Exercise description:
Answer from the passage below on foreign-language teaching practices:
(a) Which listserv was the list member who mentioned not using the textbook from?
(b) Who gave the ACTFL conference presentation that went deep into culture?
(c) Where was Katya studying?

Given passage:
****************

At an ACTFL conference I encountered a number of measures recommended by presenters and in casual conversations. I noted that I had been doing many of them just out of intuition and experience with people, and that many of the measures went against accepted practice and the culture of the school and of fl teaching.
Here’s a list of them and where I think I got the idea to pursue them:
Not using the textbook – a listmember from flteach mentioned this. I’ve seen it recently on several listservs. I got the idea, #1 by having lousy textbooks and #2 being possessed of a clear idea of what I wanted to teach.
Using stories – this has been enshrined in tprs now but early on I had studied counseling techniques that used story-telling, often in the form of simple, personal anecdotes, to open up clients’ thinking and it seemed a good way to engage students in a fl.
Not planning till the night before – again, offered by a list member from flteach. I could never figure out how teachers managed to know ahead of time what they wanted to do on a particular day. I found out. They don’t want to do anything. They just follow the textbook, no matter what the students are doing.
Going at a pace at which students learn – that really flies in the face of accepted practice. It’s as if you have no standards. Yet I found many teachers recommending this. They seemed to have the notion that if you covered the book but left the students behind, you hadn’t accomplished anything. Quite radical.
Differentiated instruction – coming out of a counseling background, I was always suspicious of cookie-cutter approaches, so DI came quite naturally. Anything else seems ludicrous to me.
Multiple intelligences – John DeMado has done some good presentations on this. DI follows from it. Of course, the counseling psychology background made it obvious that not everyone was going to be the same. That notion derives from the factory model of education which says we want a factory model and it won’t work if students don’t learn the same way, so they MUST, they WILL learn the same way.
Deep culture – At that particular ACTFL conference I saw a presentation by Bill Heller and Marilyn Barrueta that got very deep into the culture. On a conversational level, I met a Russian lady, Katya, who was studying at Amherst, who loved telling me all this “stuff” about Russian culture. I found her Russian easier to follow than the semiotic theory she was so into, but it was sure a great ride. My own background in anthropology leads me in this direction anyway.

****************

Data shown:
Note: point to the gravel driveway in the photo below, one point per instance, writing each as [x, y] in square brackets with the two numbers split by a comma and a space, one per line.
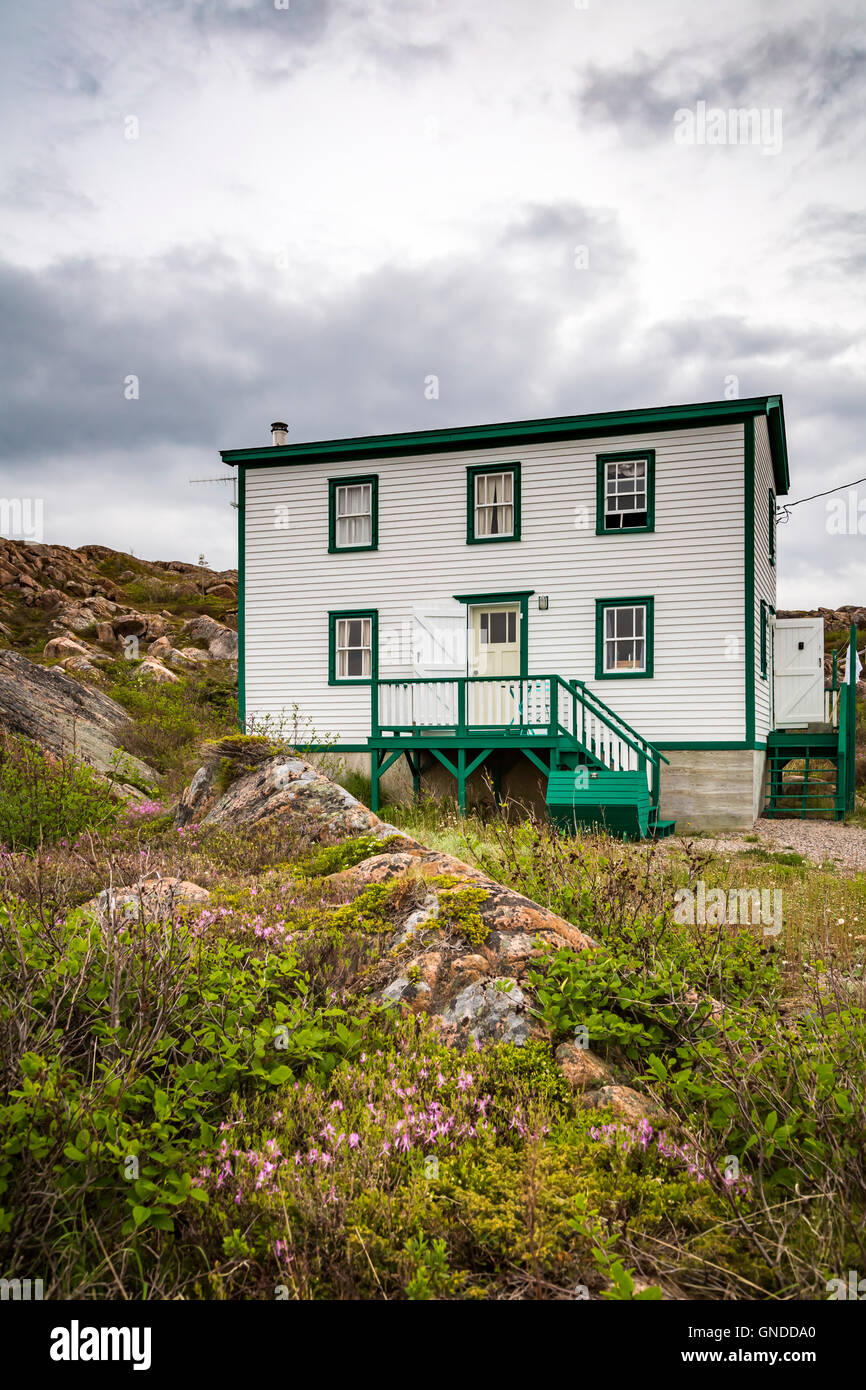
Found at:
[819, 841]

****************

Full response:
(a) flteach
(b) Bill Heller and Marilyn Barrueta
(c) Amherst